TEXT:
Mathew Joe Smith (born 23 July 1987) is a former English rugby league footballer who last played as a  for the Widnes Vikings in the Betfred Championship. He has played for the England Knights and England at international level.

He previously played for his home town club St Helens, spending time on loan from Saints at the Widnes Vikings, Celtic Crusaders and the Salford City Reds in the Super League. He moved to the Salford City Reds on a permanent deal, before moving to the Wigan Warriors and then back to his hometown club St Helens. He played for the Sheffield Eagles in the Betfred Championship on dual registration from St Helens during his second spell for the club. Smith has spent time on loan from the Catalans Dragons at the Warrington Wolves in the Super League. In December 2019 it was announced Smith had signed with championship club Widnes Vikings on a 1 year deal.

Background
Smith was born in St Helens, Merseyside, England.

Before converting to rugby league, Smith had a youth career with Premier League association football club Everton, occasionally appearing in the reserve team.

Club career

St Helens (2006–2010)
After coming through the junior ranks at St Helens, Smith made his Super League début for the club in 2006 in a match against Huddersfield Giants.

After a loan spell in the Championship with Widnes in 2008, Smith joined Celtic Crusaders on a season-long loan and played for the Welsh franchise in their first season in Super League. He later had a loan spell at Salford, for whom he eventually signed on a permanent basis.

After his Salford loan, Smith was recalled by his parent club St. Helens to play in the 2010 Super League Grand Final against Wigan, which St Helens lost despite a valiant performance by Smith.

Salford (2010–2012)
Following his successful loan spell at the club, Smith signed for Salford after the 2010 season and spent all of 2011 and the first half of 2012 with the club, before moving to the Wigan Warriors.

Wigan (2012–2016)
Two days after making his England début against The Exiles, Smith completed his switch to Wigan on 6 July 2012, after a successful negotiation between the clubs to the early release from his Salford contract. He made his début on 3 August 2012 against Hull FC, with Wigan winning the match 48–10.

In 2013, Matty received the number 7 jersey formerly worn by the likes of Thomas Leuluai, Adrian Lam, Shaun Edwards and Andy Gregory. Smith won the Lance Todd Trophy as man of the match in the 2013 Challenge Cup Final as Wigan defeated Hull F.C. 16–0 at Wembley Stadium. 

He was also part of the Wigan team that beat the Warrington Wolves 30–16 in the Super League Grand Final as Wigan earned the rare distinction of a Super League and Challenge Cup double. 

He ended the year with selection in the Super League Dream Team.

After goalkicker Pat Richards returned to the NRL at the end of the 2013 season, Matty Smith was given the goalkicking duties for Wigan. Smith also kicked 6 drop goals in the 2014 regular season for Wigan as well as earning a spot in the 2014 Super League Dream Team. On Friday 19 September, a night after Smith scored 21 points in the 57–4 playoff rout against the Huddersfield Giants, he signed a new four-year contract with the Warriors. 

He played in the 2014 Super League Grand Final defeat by St. Helens at Old Trafford.

WRITTEN REQUEST A:
Based on the biography of Matty Smith, state whether each statement agrees with it, and quote the deciding words: (i) Smith's Super League debut for St Helens came against Huddersfield Giants; (ii) Wigan lost the 2013 Challenge Cup Final to Hull F.C.; (iii) in September 2014 Smith signed a three-year contract with Wigan.
WRITTEN REQUEST B:
Write the next part of the biography of Matty Smith, continuing from its final sentence.

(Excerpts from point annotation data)
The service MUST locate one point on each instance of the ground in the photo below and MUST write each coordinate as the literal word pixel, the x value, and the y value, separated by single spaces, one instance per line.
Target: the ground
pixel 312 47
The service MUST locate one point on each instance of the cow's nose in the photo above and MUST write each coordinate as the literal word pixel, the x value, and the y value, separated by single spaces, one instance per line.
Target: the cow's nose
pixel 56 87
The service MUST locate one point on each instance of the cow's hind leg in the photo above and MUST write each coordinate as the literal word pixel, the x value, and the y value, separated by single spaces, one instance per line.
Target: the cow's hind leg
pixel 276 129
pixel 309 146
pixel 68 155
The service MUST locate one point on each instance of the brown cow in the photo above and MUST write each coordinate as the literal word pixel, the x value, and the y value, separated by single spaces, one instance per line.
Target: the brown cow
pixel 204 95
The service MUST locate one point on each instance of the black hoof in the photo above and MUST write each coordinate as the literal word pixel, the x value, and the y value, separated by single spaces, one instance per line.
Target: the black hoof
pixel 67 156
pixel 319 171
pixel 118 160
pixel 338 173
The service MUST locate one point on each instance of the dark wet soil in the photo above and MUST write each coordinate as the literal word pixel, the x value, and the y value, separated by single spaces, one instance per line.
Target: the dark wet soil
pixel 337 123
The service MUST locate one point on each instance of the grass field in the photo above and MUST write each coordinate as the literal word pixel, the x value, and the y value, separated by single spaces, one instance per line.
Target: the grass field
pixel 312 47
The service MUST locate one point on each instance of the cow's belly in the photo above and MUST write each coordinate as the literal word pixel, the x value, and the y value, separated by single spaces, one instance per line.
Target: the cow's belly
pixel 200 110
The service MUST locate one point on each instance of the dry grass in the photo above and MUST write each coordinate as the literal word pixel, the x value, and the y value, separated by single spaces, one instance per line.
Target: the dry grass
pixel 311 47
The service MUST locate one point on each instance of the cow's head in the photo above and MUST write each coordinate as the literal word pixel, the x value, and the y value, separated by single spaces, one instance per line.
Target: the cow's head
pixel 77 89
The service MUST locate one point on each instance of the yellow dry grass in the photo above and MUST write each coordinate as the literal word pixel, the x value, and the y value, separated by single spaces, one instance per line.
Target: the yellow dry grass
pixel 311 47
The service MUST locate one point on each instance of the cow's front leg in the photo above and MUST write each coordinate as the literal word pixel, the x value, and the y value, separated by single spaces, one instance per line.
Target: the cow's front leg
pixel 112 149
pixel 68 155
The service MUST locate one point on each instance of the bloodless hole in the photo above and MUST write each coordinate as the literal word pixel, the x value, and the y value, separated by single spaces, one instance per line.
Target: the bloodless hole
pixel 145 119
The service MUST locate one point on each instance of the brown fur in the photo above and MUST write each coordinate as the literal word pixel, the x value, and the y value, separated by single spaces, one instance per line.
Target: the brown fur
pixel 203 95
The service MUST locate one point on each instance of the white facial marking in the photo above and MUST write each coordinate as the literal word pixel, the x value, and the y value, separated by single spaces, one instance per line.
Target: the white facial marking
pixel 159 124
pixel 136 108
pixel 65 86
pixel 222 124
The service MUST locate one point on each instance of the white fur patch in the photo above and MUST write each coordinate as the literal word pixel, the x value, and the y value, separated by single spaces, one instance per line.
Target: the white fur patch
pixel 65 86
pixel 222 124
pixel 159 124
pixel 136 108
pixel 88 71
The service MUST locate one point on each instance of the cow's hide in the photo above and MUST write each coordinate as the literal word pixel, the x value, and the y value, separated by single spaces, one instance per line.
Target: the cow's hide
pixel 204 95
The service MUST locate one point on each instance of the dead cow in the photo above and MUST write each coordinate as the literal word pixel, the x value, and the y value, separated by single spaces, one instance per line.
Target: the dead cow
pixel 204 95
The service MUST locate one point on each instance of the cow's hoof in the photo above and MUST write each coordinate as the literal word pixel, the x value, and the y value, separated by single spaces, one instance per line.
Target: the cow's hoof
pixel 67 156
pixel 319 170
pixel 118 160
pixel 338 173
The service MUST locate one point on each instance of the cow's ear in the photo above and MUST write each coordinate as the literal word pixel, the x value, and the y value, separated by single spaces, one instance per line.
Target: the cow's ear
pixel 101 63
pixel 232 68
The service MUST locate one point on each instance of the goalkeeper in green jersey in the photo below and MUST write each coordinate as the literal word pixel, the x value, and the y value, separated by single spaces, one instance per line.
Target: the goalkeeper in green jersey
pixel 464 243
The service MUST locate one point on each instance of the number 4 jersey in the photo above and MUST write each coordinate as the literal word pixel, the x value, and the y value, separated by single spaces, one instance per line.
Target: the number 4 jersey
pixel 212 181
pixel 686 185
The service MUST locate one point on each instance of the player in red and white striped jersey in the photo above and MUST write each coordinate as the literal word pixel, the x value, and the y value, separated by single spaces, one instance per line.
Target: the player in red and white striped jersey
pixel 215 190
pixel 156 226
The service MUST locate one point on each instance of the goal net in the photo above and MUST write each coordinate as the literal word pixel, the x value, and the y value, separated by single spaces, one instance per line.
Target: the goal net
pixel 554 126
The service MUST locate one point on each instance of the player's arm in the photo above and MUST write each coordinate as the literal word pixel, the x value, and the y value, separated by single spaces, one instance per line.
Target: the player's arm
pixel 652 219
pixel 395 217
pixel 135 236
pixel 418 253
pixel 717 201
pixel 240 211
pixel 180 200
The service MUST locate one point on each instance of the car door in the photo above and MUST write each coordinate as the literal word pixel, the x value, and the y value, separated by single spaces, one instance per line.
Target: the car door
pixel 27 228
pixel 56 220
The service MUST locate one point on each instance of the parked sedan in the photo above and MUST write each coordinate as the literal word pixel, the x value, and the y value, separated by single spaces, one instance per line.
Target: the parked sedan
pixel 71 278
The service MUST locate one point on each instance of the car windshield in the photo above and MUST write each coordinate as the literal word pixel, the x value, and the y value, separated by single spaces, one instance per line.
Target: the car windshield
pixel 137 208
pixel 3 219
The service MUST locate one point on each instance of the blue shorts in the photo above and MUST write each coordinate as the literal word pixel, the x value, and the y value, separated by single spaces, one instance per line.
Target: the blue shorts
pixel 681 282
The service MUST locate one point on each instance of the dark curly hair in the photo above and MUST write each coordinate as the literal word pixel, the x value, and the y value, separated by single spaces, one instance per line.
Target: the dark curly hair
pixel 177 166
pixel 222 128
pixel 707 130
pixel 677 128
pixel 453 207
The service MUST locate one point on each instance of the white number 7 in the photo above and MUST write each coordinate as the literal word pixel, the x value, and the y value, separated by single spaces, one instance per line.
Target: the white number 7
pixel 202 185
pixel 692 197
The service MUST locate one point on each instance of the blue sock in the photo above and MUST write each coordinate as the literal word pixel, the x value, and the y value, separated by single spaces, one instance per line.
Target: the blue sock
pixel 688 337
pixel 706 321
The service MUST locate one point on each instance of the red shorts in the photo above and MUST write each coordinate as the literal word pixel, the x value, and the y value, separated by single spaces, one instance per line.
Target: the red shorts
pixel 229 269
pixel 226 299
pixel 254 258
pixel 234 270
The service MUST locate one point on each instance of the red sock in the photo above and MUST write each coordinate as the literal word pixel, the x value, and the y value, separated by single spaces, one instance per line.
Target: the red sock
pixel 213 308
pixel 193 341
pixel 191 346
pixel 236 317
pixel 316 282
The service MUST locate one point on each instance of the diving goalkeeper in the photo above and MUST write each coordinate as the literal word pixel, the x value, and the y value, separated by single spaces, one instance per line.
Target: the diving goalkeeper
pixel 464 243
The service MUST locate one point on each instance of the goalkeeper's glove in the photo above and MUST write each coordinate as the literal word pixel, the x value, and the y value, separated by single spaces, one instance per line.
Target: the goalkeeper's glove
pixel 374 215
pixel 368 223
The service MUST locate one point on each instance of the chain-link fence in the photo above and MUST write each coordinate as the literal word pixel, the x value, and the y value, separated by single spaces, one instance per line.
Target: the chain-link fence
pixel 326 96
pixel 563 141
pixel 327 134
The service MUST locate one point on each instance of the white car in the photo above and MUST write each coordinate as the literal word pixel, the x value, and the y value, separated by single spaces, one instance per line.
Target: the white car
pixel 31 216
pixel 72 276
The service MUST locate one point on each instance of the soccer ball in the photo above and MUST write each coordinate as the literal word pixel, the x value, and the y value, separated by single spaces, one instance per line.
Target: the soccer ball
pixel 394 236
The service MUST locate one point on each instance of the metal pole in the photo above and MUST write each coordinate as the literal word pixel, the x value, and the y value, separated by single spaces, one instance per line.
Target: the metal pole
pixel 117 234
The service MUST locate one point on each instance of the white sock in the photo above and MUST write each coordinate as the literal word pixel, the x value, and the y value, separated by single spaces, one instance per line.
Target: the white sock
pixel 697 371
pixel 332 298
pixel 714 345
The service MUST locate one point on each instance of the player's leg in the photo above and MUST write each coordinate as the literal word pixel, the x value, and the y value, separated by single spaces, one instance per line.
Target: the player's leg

RIGHT ANSWER A:
(i) Yes: "made his Super League début for the club in 2006 in a match against Huddersfield Giants"
(ii) No: "as Wigan defeated Hull F.C. 16–0 at Wembley Stadium"
(iii) No: "he signed a new four-year contract with the Warriors"

RIGHT ANSWER B:
He played in the 2015 Super League Grand Final defeat by the Leeds Rhinos at Old Trafford.

He played in the 2016 Super League Grand Final victory over the Warrington Wolves at Old Trafford.

Smith signed a new 2-year deal, On 11 October it was announced Matty had signed a 4-year deal with former club St. Helens for the beginning of the 2017 season.

St Helens (2017-2018)
On 23 June 2017, Smith kicked a long range field goal in the final second of the match against Salford to secure Saints a 25-24 victory.  St Helens had been down by three converted tries in the latter stages of the game before staging the comeback.

In 2018, he made seven appearances for St Helens as they won the League Leaders Shield but fell short of a grand final appearance losing to Warrington.

Les Catalans (2019)
In 2019, he joined Les Catalans Dragons.  On 5 December 2019, he was released by the club after making 16 appearances.  He also had a loan spell with Warrington in 2019.

International career
After a stellar 2014 season Smith was selected in England's 24-man squad for the 2014 Four Nations held in Australia and New Zealand. Smith played in all 3 of England's matches.
In 2015 Smith was selected in England's 24-man team for the end-of-year internationals but did not feature in the test against France or in the first two tests of the three-match test-series against New Zealand. He was a late call-up in the final test-match at the Wigan Warriors's home ground, DW Stadium, in place of Wigan teammate George Williams. He was influential in the final game delivering a man-of-the-match performance.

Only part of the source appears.